Tarefa do exercício 1:
De acordo com o trecho sobre a crise institucional, qual é o único meio de viabilizar a deposição do presidente?

Trecho apresentado:
A impotência do Judiciário e do Legislativo para conter os impulsos autoritários de Bolsonaro evidencia a falência definitiva das instituições. A falta de condições objetivas e subjetivas para a consumação das ameaças golpistas e a inapetência das oposições para levar o impeachment às ruas, único meio de viabilizar a deposição do presidente calamitoso, não permitem que se vislumbre uma solução para o impasse claustrofóbico que envenena a vida nacional.
As lições do último período não deixam margem a dúvidas. A desmoralização da política e a naturalização do descalabro são funcionais ao capital. A instabilidade institucional é aproveitada para “passar a boiada” e pautar a agenda nacional em torno do que realmente importa aos homens de negócios – a ordem e o progresso. Enquanto a ameaça de golpe não for contrabalançada pela presença das massas nas ruas, fica bloqueada toda possibilidade de discussão republicana sobre a desastrosa situação da população e suas possíveis soluções.

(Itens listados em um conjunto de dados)
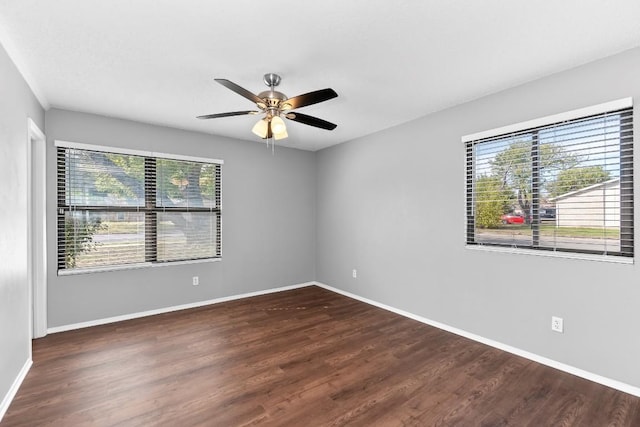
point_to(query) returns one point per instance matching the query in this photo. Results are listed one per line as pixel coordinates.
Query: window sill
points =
(134, 266)
(551, 254)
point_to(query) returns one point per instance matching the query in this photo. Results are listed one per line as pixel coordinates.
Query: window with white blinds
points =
(565, 184)
(120, 208)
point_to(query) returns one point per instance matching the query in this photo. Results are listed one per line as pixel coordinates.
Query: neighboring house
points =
(595, 206)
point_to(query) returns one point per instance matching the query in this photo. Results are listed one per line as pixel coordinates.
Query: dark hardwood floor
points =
(307, 357)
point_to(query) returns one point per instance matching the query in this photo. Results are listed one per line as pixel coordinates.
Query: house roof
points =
(585, 189)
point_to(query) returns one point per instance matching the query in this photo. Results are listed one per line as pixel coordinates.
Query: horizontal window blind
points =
(119, 209)
(564, 186)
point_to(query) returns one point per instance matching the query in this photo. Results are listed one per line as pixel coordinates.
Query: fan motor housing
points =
(272, 98)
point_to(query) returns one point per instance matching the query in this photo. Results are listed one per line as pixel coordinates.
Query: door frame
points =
(36, 229)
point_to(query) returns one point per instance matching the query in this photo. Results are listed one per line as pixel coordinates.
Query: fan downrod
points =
(271, 79)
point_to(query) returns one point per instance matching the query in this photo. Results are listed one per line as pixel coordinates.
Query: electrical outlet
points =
(557, 324)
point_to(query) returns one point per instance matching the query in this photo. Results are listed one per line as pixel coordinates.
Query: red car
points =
(512, 219)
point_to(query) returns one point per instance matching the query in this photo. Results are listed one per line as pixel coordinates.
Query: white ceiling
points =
(390, 61)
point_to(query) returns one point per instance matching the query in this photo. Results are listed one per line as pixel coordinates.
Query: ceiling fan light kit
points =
(275, 105)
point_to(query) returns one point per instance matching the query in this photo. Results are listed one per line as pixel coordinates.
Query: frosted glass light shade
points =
(278, 126)
(260, 128)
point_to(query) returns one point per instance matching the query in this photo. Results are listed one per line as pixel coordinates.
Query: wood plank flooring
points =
(307, 357)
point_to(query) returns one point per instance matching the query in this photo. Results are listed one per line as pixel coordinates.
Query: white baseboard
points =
(618, 385)
(8, 398)
(130, 316)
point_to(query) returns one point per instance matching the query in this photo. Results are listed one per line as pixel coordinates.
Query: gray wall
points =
(268, 220)
(17, 103)
(392, 206)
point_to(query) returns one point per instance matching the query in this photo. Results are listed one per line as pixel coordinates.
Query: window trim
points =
(603, 108)
(146, 154)
(117, 150)
(617, 104)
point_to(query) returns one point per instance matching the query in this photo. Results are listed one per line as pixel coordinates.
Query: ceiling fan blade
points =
(311, 121)
(309, 99)
(233, 113)
(240, 90)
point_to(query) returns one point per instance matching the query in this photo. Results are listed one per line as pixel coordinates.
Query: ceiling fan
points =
(275, 105)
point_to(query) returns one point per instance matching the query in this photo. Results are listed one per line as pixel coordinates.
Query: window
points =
(562, 183)
(124, 208)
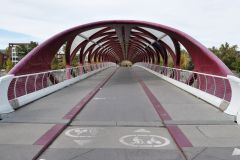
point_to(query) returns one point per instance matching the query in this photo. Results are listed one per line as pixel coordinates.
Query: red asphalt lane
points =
(178, 136)
(48, 138)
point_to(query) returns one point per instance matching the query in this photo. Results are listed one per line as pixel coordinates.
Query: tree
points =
(75, 61)
(54, 64)
(23, 50)
(228, 54)
(9, 65)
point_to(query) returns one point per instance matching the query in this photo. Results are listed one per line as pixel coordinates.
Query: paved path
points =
(120, 114)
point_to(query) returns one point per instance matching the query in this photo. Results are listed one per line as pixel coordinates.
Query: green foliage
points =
(229, 55)
(23, 50)
(9, 65)
(54, 64)
(75, 61)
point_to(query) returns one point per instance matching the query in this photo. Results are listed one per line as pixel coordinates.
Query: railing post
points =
(5, 106)
(234, 106)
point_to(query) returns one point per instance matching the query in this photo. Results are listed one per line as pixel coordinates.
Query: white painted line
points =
(82, 142)
(148, 141)
(99, 98)
(142, 130)
(236, 152)
(81, 132)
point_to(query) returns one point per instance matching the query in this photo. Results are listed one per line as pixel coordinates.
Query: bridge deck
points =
(135, 115)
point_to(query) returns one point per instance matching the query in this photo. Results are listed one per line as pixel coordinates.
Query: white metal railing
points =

Tarefa do exercício 2:
Localize na listagem todas as linhas em que aparece a palavra "house" e transcreva cada uma delas.

Solução do problema 1:
Levar o impeachment às ruas.

Solução do problema 2:
Query: neighboring house
Query: house roof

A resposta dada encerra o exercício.